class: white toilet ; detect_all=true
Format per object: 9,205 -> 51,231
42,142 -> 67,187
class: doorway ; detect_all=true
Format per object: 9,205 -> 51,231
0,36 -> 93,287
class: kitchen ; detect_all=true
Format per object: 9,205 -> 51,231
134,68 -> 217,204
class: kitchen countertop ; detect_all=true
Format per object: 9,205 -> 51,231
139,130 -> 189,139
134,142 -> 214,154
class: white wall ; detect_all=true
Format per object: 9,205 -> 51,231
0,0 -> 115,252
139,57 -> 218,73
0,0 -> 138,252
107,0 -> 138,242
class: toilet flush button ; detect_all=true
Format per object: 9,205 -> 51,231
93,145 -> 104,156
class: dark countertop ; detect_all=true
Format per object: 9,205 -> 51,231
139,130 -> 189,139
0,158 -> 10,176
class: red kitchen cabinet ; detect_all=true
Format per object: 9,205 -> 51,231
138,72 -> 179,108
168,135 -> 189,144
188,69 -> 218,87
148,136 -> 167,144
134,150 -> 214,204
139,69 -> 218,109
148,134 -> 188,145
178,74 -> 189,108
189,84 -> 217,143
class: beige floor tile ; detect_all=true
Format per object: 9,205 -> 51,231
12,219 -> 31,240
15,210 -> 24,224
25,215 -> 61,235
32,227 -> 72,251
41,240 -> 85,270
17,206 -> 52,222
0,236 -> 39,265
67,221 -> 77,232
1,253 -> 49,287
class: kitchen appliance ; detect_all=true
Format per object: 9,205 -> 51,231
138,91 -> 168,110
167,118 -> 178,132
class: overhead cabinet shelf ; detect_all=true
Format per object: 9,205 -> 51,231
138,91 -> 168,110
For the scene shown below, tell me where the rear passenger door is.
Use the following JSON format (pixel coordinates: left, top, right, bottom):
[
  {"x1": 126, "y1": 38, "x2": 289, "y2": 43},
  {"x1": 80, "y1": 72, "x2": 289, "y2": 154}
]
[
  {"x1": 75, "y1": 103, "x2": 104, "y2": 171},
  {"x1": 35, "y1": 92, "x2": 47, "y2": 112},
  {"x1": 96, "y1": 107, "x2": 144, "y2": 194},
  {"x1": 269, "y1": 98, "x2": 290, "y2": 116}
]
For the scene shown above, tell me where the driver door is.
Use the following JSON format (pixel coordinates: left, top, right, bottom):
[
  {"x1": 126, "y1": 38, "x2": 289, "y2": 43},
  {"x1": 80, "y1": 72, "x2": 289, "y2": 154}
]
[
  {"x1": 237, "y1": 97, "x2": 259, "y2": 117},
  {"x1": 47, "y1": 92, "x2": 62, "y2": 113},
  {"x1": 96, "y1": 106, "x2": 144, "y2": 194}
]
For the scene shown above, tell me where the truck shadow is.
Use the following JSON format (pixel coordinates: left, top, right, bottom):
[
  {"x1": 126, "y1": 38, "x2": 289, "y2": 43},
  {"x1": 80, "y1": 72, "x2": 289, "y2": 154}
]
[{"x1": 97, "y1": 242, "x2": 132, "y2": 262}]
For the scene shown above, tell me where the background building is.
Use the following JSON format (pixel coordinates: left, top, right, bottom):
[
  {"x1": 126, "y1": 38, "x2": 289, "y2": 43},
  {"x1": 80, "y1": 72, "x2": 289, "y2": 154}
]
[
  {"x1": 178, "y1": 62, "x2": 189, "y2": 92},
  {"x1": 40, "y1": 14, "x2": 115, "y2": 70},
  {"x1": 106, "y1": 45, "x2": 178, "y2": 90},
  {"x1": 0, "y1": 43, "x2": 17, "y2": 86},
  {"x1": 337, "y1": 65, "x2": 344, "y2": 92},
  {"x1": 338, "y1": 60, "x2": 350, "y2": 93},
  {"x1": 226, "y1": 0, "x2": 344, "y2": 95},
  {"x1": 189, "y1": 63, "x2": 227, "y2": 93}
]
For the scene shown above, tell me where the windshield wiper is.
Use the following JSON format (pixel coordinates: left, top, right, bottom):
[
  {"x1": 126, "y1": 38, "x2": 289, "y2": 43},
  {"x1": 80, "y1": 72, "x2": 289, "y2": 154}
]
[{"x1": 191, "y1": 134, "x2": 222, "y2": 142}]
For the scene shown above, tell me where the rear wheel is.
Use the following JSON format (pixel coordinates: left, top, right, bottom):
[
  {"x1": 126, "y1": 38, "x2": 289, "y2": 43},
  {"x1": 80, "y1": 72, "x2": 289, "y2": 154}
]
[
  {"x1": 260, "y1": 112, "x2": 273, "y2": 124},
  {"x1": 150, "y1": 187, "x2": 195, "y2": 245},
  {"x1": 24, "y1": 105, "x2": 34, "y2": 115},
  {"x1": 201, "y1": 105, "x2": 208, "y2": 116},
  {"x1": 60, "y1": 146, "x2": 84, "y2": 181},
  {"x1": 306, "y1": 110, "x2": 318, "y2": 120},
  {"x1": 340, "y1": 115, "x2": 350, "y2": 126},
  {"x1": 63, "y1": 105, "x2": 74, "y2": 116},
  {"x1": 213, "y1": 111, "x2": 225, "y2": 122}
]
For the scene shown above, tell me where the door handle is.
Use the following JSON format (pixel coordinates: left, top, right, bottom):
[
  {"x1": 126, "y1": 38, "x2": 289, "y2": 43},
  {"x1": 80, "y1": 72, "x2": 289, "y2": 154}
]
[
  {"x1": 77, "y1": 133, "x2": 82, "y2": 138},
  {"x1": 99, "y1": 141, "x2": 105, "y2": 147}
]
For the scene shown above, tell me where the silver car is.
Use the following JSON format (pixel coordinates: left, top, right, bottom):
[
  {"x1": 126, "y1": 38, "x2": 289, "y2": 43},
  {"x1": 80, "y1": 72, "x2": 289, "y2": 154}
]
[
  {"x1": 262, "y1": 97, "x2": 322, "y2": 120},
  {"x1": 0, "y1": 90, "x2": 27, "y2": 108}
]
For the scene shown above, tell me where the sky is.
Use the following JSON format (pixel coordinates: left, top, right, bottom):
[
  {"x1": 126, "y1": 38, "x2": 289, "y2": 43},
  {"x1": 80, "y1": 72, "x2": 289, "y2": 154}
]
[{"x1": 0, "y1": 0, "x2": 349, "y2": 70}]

=====

Task instructions
For each line in the records that holds "above", show that line as it stands.

Your solution
For the scene shown above, tell me where the driver door is.
For the scene shown above, tell me where the truck shadow is.
For the scene shown above, tell me where the background building is.
For the scene shown above, tell me where the windshield wiper is.
For the scene shown above, tell me where the rear wheel is.
For the scene shown above, tell me where the door handle is.
For the scene shown above, tell me where the silver car is.
For the scene shown above, tell me where the sky is.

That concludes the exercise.